# [Document passage]
Monday, May 2, 2011
Taipei Chinese Orchestra announces with Sunrise Records the release of 2nd CD under BIS label
By Nancy T. Lu
“Harmonious Breath,” the Taipei Chinese Orchestra’s second of four crossover collaborations earmarked for recording release under the BIS label, is now available in the market.
Chung Yiu-kwong (shown in right photo with designer Sophie Hong) as director of the orchestra keeps up the drive to go international and make far-reaching impact through the TCO’s new recording release featuring French saxophone player of renown Claude Delangle as soloist and Tianjin-born Shao En (shown below wearing new Sophie Hong outfit) as conductor.
“Sunshine on Taxkorgan for Soprano Saxophone and Chinese Orchestra” arranged by Chen Gang and orchestrated by Chung Yiu-kwong in the new release originally had violin music. Delangle listened closely to the original music as well as the erhu transcription. He, too, had to find the saxophone technique to replace the bowing of the string instrument.
Composer Chung Yiu-kwong treats the saxophone like a modern guanzi. Delangle seeks to have the saxophone pay tribute to a distant cousin, the guanzi. In fact, he studied the traditional phrasing of the instrument with Li Guoying, a master, during his working trip to Beijing in October last year.
Managing music in different ways, using old tools, has been Delangle’s preoccupation for some time now. With the saxophone, changing the mouth piece can turn it into a different instrument, according to Delangle.
The CD repertoire which was performed and taped at a concert at the Zhongshan Hall in Taipei with Shao En as conductor last December ranges in style from traditional to contemporary. Chung Yiu-kwong’s two original selections, “Concerto for Alto Saxophone and Chinese Orchestra No.1” and “Concerto for Alto Saxophone and Chinese Orchestra No.2” can be described as less like Chinese music. Delangle previously played the first piece with the Taipei orchestra at the National Center for Performing Arts in Beijing in October last year.
Also in the CD is Tian Lei-lei’s “Open Secret Concerto for Saxophone and Chinese Orchestra.” This piece was commissioned by the French Culture Ministry last year. Tian told Delangle that “the saxophone is the only Western wind instrument which with ease produces the glissandi that are almost indispensable in Chinese music.”
Another traditional piece in the recording is Peng Xiuwen’s arrangement of “River of Sorrow for Soprano Saxophone and Chinese Orchestra.”
Two more TCO CD albums to be launched in due time will highlight trombone artist Christian Lindberg and percussionist Evelyn Glennie respectively.

# [Given data]

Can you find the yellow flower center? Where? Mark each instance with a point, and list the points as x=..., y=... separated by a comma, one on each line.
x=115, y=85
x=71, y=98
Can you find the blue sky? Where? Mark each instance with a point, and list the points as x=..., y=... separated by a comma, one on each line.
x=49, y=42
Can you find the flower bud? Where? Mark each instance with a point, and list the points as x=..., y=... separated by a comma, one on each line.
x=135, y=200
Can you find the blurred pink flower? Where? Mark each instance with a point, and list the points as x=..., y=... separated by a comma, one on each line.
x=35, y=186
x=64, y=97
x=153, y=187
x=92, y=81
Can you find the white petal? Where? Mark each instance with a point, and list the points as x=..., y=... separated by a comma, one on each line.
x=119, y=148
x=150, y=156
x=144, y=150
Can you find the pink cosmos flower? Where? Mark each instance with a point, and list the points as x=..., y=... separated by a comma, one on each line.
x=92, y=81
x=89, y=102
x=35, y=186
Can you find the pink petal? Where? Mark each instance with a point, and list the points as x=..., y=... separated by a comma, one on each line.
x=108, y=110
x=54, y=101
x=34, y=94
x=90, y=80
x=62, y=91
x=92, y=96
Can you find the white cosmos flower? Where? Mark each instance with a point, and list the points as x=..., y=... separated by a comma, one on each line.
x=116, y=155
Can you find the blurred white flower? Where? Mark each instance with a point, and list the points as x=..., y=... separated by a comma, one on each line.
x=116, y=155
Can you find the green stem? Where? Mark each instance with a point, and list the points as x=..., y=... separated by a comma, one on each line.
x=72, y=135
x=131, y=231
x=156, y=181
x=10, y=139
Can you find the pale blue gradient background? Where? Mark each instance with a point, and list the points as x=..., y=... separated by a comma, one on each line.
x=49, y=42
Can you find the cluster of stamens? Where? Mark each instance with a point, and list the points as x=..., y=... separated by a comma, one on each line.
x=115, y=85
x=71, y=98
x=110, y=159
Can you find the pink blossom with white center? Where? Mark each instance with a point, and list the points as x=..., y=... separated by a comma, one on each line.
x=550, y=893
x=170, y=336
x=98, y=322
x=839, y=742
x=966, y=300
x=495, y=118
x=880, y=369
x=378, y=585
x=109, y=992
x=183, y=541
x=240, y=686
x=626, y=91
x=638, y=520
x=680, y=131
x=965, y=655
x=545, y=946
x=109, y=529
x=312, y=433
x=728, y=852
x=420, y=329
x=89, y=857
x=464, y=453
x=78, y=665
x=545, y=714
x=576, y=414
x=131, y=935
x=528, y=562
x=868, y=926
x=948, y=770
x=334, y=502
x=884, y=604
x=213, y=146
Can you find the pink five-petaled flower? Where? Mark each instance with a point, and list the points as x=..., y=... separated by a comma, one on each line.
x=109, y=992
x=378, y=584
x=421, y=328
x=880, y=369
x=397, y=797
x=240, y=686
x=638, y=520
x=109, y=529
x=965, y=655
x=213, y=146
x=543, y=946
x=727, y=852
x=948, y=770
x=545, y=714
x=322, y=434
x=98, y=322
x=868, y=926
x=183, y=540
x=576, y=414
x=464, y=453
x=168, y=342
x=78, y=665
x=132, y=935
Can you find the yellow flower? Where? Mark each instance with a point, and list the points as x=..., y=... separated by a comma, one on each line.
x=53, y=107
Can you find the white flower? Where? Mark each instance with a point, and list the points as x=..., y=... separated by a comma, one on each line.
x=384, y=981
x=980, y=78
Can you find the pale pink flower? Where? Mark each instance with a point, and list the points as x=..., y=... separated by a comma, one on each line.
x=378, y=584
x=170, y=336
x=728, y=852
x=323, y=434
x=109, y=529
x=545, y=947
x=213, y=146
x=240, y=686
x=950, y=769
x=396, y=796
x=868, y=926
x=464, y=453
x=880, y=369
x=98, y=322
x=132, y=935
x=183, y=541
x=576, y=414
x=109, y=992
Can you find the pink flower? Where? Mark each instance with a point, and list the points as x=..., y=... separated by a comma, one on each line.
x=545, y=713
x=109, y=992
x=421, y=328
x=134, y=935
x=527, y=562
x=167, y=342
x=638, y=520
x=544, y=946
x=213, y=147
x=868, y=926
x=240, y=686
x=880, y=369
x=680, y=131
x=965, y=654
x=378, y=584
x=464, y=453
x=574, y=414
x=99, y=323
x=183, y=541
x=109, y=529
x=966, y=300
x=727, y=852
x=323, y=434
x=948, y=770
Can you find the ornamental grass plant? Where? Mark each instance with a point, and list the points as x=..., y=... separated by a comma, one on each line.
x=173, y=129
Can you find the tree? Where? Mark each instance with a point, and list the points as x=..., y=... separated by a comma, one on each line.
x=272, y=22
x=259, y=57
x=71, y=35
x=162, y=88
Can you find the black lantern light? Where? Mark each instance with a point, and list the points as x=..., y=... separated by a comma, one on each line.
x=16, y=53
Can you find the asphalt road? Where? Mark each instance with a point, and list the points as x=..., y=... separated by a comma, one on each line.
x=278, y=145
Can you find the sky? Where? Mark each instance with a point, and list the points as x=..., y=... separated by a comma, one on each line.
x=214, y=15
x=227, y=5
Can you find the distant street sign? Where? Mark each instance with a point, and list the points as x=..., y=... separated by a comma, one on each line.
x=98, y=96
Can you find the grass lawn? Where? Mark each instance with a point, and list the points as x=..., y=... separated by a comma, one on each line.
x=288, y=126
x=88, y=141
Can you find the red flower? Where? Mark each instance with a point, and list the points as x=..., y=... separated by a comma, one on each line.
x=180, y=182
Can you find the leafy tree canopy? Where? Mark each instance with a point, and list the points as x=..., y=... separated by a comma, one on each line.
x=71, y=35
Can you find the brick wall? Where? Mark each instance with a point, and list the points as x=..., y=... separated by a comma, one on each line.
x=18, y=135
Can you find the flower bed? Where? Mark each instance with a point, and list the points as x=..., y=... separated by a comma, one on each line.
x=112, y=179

# [Apply what you read]
[a] Answer these questions about the Taipei Chinese Orchestra article:
(i) Who conducted the orchestra for the new recording?
(ii) In which hall was the CD repertoire performed and taped?
(iii) Who commissioned Tian Lei-lei's "Open Secret Concerto for Saxophone and Chinese Orchestra"?
[b] Extend the Taipei Chinese Orchestra article past its final sentence.
The rows have nothing to do with the Taipei Chinese Orchestra article.

# [Results in order]
[a]
(i) Shao En
(ii) The Zhongshan Hall in Taipei
(iii) The French Culture Ministry

[b]
The amazing Pearl Lin (seen below with Chung Yiu-kwong) of Sunrise Records resurfaces after a year of complete absence due to health reason to celebrate another fruition of her years of hard work.
Lin, “superwoman” to those who know her, has spent years giving recording breaks to many of Taiwan’s very own musicians, including composers and performing artists. She dares to tread on new grounds, courageously financing projects with uncertain market acceptance. Because of her great love for Taiwan, she keeps coming up with new ways to help give exposure to local musicians, thereby finding her niche in promoting Taiwan’s talents for world appreciation.
Lin as the prime mover behind Sunrise Records deserves credit for bringing about TCO’s link-up with the Sweden-based BIS.
Not a few decision-makers behind international record labels are Lin’s business partners and even friends. Sunrise Records markets Telearc, Harmonia Mundi and Putumayo recordings, among others, in Taiwan.
With the growing interest in world music as a modern-day phenomenon, Lin sees no reason why the Taipei Chinese Orchestra with gifted and prolific composer Chung at the helm should continue to stay away from the international spotlight and remain contented with a limited local audience.
Sunrise Records is right now even keeping on the front burner negotiations for producing under another international music label a DVD complete with video for the TCO.
The TCO with Chung as baton-wielder will embark on a five-city European tour early next year. New looks for the orchestra members will shortly be introduced to lend freshness and style to the TCO. No less than top Taiwan designer Sophie Hong is to dress up the musicians in innovative Chinese attires.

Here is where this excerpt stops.